Restate each of the lines given below, word for word.
Start Exercise inputs
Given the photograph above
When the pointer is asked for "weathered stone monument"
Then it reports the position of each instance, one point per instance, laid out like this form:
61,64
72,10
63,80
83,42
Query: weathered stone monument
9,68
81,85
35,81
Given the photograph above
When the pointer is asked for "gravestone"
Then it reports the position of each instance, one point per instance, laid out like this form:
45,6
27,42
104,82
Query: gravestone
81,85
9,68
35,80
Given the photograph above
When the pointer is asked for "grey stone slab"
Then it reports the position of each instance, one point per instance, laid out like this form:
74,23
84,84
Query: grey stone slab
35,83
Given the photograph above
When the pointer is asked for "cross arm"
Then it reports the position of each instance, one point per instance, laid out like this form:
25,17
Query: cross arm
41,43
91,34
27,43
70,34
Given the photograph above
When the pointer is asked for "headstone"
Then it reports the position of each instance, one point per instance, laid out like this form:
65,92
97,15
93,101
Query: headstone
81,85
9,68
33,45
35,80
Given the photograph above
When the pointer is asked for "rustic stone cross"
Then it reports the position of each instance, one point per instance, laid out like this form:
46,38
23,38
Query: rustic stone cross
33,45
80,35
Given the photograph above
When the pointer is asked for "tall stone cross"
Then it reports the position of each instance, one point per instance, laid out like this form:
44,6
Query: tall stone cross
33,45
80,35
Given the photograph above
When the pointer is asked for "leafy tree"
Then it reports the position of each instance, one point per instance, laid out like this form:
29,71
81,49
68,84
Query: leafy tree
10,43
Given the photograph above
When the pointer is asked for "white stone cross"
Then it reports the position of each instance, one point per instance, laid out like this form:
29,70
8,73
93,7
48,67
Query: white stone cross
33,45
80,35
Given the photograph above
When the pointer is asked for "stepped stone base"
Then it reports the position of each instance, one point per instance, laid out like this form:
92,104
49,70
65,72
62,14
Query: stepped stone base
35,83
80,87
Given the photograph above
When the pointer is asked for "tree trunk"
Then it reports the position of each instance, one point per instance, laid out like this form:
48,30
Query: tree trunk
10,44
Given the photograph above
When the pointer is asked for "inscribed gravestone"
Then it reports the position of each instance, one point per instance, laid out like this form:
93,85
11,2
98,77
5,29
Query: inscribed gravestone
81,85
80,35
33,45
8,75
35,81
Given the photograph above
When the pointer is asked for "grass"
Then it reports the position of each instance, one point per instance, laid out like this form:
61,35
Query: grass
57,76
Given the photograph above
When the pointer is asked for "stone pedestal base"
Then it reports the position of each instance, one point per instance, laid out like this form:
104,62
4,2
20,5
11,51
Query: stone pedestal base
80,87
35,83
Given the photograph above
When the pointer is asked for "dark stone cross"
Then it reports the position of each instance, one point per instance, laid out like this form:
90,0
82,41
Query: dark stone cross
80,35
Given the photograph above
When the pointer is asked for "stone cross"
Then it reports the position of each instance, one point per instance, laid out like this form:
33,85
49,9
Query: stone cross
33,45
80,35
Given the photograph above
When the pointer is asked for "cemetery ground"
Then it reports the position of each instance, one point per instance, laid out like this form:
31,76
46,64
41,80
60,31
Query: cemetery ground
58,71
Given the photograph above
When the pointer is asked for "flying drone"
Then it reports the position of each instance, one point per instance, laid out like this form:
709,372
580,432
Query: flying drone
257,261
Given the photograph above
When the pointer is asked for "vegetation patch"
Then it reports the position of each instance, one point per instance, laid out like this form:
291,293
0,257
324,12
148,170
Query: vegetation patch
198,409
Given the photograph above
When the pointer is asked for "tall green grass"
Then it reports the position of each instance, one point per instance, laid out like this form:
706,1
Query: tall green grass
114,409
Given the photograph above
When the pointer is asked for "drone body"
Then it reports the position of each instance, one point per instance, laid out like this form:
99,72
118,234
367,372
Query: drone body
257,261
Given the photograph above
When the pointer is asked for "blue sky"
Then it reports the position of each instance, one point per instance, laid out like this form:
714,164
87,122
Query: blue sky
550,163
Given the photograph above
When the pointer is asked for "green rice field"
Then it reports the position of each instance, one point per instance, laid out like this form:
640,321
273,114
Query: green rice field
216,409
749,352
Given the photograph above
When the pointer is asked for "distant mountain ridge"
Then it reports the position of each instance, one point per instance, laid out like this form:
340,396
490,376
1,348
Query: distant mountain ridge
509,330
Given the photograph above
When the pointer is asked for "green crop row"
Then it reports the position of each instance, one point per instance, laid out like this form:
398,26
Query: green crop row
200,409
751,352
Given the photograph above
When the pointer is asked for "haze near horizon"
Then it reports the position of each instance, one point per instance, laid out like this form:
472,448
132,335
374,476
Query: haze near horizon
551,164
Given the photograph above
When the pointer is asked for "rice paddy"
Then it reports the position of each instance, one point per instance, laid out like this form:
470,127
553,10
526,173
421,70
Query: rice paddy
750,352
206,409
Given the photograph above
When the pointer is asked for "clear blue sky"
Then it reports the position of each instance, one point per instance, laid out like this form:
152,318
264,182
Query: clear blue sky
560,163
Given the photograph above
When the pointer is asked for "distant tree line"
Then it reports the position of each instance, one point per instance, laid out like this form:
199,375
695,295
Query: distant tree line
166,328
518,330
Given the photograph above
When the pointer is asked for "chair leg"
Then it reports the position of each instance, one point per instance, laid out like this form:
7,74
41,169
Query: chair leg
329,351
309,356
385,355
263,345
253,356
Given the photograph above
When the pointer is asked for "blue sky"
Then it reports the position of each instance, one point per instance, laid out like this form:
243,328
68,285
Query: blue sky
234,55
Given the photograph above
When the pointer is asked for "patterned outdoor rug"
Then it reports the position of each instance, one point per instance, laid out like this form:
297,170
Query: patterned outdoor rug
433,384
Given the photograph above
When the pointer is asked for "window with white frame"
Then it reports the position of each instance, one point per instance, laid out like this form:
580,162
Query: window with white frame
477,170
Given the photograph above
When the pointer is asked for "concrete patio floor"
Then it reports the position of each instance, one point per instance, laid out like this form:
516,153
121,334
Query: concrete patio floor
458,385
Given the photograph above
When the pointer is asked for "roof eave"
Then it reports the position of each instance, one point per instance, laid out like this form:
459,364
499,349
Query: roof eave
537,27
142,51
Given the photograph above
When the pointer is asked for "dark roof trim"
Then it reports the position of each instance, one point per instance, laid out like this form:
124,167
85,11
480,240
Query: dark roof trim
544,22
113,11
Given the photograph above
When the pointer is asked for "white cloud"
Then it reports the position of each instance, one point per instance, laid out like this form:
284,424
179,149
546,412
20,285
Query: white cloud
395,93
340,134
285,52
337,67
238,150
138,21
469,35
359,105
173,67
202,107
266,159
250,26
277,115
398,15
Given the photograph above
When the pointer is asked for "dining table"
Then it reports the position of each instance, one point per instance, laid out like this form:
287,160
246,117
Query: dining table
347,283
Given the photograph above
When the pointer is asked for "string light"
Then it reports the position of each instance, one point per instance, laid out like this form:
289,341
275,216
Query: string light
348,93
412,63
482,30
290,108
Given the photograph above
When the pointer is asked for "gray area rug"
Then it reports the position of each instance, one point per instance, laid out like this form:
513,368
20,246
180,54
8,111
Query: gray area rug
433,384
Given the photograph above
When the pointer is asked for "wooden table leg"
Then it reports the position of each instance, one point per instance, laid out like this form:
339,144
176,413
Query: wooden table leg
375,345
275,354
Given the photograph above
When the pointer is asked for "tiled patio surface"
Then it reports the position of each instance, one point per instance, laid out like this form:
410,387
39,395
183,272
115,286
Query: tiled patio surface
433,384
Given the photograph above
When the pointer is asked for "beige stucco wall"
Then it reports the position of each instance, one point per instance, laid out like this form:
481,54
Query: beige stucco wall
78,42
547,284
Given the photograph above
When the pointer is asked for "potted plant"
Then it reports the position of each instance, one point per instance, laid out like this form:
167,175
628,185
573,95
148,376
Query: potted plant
End Exercise inputs
**Solution**.
Given the photograph above
When the pointer is asked for "weathered stone monument"
Then it reports the position of each instance, one point per instance, laid out like this form:
61,64
72,10
63,80
83,42
Query: weathered stone monument
9,68
81,85
35,81
Given the photograph above
When the pointer is asked for "gravestone"
Then it reports the position of each instance, one point per instance, laid out like this form:
45,6
27,42
104,82
Query: gravestone
81,85
9,68
35,80
Given the photograph above
When the pointer is asked for "grey stone slab"
Then it reports the position of each instance, one point per instance, laid out like this form:
74,23
84,84
Query: grey stone slab
35,83
Given the photograph above
When the pointer is asked for "cross arm"
Then it reports the position of each instance, one point per instance, laid out like this form:
25,17
Query: cross arm
41,43
91,34
27,43
70,34
Given the photograph above
When the pointer is asked for "headstone"
Then it reports the position of each instance, one point per instance, laid out like this form:
65,92
97,15
93,101
Query: headstone
81,85
9,68
33,45
35,80
Given the photograph above
When the pointer is asked for "rustic stone cross"
Then it reports the position of each instance, one point per instance, laid out like this form:
46,38
23,38
Query: rustic stone cross
33,45
80,35
Given the photograph above
When the pointer is asked for "tall stone cross"
Then it reports the position of each instance, one point per instance, laid out like this form:
44,6
Query: tall stone cross
33,45
80,35
Given the photograph above
When the pointer is asked for "leafy tree"
Then it reports the position of each instance, one point per instance, laid out like this form:
29,71
81,49
68,84
Query: leafy tree
10,43
Given the photograph above
When the pointer is asked for "white stone cross"
Then it reports the position of each instance, one point per instance, laid out like this form:
29,70
8,73
93,7
48,67
Query: white stone cross
33,45
80,35
Given the photograph above
When the pointer is asked for "stepped stone base"
Then it reports the position of each instance, one point per instance, laid out like this form:
92,104
49,70
65,72
62,14
Query: stepped stone base
35,83
80,87
Given the photograph above
When the pointer is asked for "tree trunk"
Then it reports the position of each instance, one point per instance, laid out like this form:
48,30
Query: tree trunk
10,44
Given the photograph above
When the pointer is asked for "inscribed gravestone"
Then it reports the position of each instance, one point per instance, laid out like this form:
93,85
11,2
98,77
5,29
Query: inscribed gravestone
81,85
80,35
33,45
8,75
35,81
Given the photograph above
When the pointer is asked for "grass"
Then it reports the position of each instance, one point per instance, laid out like this form:
61,35
Query: grass
57,76
Given the photograph above
When the pointer is asked for "stone pedestal base"
Then it reports the position of each instance, one point per instance, laid out like this form:
104,62
4,2
20,5
11,51
Query: stone pedestal base
80,87
35,83
Given the photograph above
When the pointer is asked for "dark stone cross"
Then it reports the position of each instance, one point per instance, laid out like this form:
90,0
82,41
Query: dark stone cross
80,35
Given the photograph above
When the pointer is asked for "stone cross"
Then it reports the position of each instance, one point per instance, laid out like this form:
33,85
49,9
Query: stone cross
33,45
80,35
Given the photograph above
When the pointer is asked for "cemetery ground"
Then it reports the position of each instance, one point per instance, laid out like this form:
31,76
46,64
41,80
60,31
Query: cemetery ground
58,71
Given the photograph above
When the pointer is asked for "flying drone"
Then it reports the position of each instance, one point per instance, laid out like this form:
709,372
580,432
Query: flying drone
257,261
Given the photograph above
When the pointer is asked for "vegetation patch"
Then it reports the position of each instance, one point per instance, laid out like this form:
291,293
0,257
324,12
148,170
Query: vegetation patch
198,409
Given the photograph above
When the pointer is asked for "tall green grass"
Then it reports the position of each instance, one point per instance, laid out like this form:
706,1
Query: tall green grass
114,409
Given the photograph above
When the pointer is asked for "drone body"
Then it reports the position of each instance, one point per instance, laid out like this form:
99,72
118,234
367,372
Query: drone body
257,261
Given the photograph above
When the pointer is asked for "blue sky"
Then it reports the position of each instance, one point per instance, laid out like this form:
714,164
87,122
Query: blue sky
550,163
Given the photograph above
When the pointer is asked for "green rice field"
Then it reports the position of each instance, one point per instance, laid out like this form:
640,321
273,114
Query: green rice field
216,409
749,352
Given the photograph above
When the pointer is asked for "distant mountain ridge"
Then it reports the position of each instance, one point per instance, laid out like this form:
340,396
490,376
1,348
Query: distant mountain ridge
509,330
Given the photograph above
When the pointer is asked for "green crop row"
Then it reports the position of each instance, one point per instance, laid out like this form:
398,26
Query: green crop row
200,409
751,352
Given the photograph above
When the pointer is asked for "haze near horizon"
Then it reports the position of each instance, one point per instance, laid out like this form:
472,448
132,335
374,476
Query: haze near horizon
551,164
Given the photograph above
When the pointer is asked for "rice paddy"
Then it reports the position of each instance, one point per instance, laid out like this form:
470,127
553,10
526,173
421,70
Query: rice paddy
750,352
206,409
Given the photograph above
When the pointer is asked for "clear blue sky"
Then it reports the position of each instance, one point per instance, laid out like this form:
152,318
264,182
Query: clear blue sky
560,163
Given the photograph above
When the pointer is asked for "distant tree line"
Then it reports the position of each instance, one point per instance, laid out like this form:
199,375
695,295
Query: distant tree line
166,328
518,330
Given the photograph above
When the pointer is asked for "chair leg"
Then it reports the position of each instance, one point per instance, laid out like this form:
7,74
41,169
Query: chair leg
329,351
309,356
385,355
263,345
253,356
Given the photograph above
When the pointer is asked for "blue sky"
Then it reports the position of each instance, one point per instance, laid out like this form:
243,328
68,285
Query: blue sky
234,55
Given the photograph above
When the pointer is asked for "patterned outdoor rug"
Then it reports the position of each instance, one point per instance, laid out like this form:
297,170
Query: patterned outdoor rug
433,384
Given the photograph above
When the pointer is asked for "window with white frame"
Then it reports the position of each instance, one point per instance, laid out like this form:
580,162
Query: window with white frame
477,170
Given the photograph above
When the pointer is asked for "concrete patio floor"
Then it reports the position of each instance, one point per instance, laid out like this form:
516,153
121,334
Query: concrete patio floor
458,385
Given the photograph above
When the pointer is asked for "roof eave"
Then it reports the position of each instance, one point per instance, laid out like this form:
459,364
499,349
Query: roof eave
537,27
142,51
Given the photograph above
When the pointer is asked for "dark roof trim"
Then it reports the position of each instance, one point per instance, laid out like this form:
124,167
85,11
480,240
Query: dark roof trim
544,22
113,11
Given the photograph above
When the pointer is asked for "white cloud"
Then it reports the position of each instance, one point per instance, laid out like this form:
284,424
179,149
546,412
20,285
Query: white cloud
395,93
340,134
285,52
337,67
238,150
138,21
469,35
359,105
173,67
202,107
266,159
250,26
277,115
398,15
Given the photograph above
When the pointer is asked for "dining table"
Then it reports the position of each instance, one point per instance, laid out like this form:
287,160
246,117
Query: dining table
347,283
Given the photograph above
When the pointer is asked for "string light"
Then it reports the position of each instance, one point per instance, laid out like this form:
289,341
275,216
Query: string light
348,93
412,63
482,30
290,108
Given the photograph above
When the pointer is asked for "gray area rug"
Then it reports the position of each instance, one point per instance, laid out like this form:
513,368
20,246
180,54
8,111
Query: gray area rug
433,384
Given the photograph above
When the pointer is asked for "wooden table leg"
Then it reports the position of each instance, one point per instance, laid out like this form:
339,144
176,413
Query: wooden table leg
375,345
275,354
Given the photograph above
When the pointer is asked for "tiled patio surface"
Then it reports the position of each instance, one point per instance, laid out like this form:
410,387
39,395
183,272
115,286
Query: tiled patio surface
433,384
Given the photograph above
When the pointer is asked for "beige stucco wall"
Then it reports the position of each instance, one point per instance, laid out like this form:
481,54
Query: beige stucco wall
78,42
547,284
Given the photograph above
When the pointer is asked for "potted plant"
Then it reports the position of each instance, one point per instance, laid out like this form:
167,175
628,185
573,95
148,376
Query: potted plant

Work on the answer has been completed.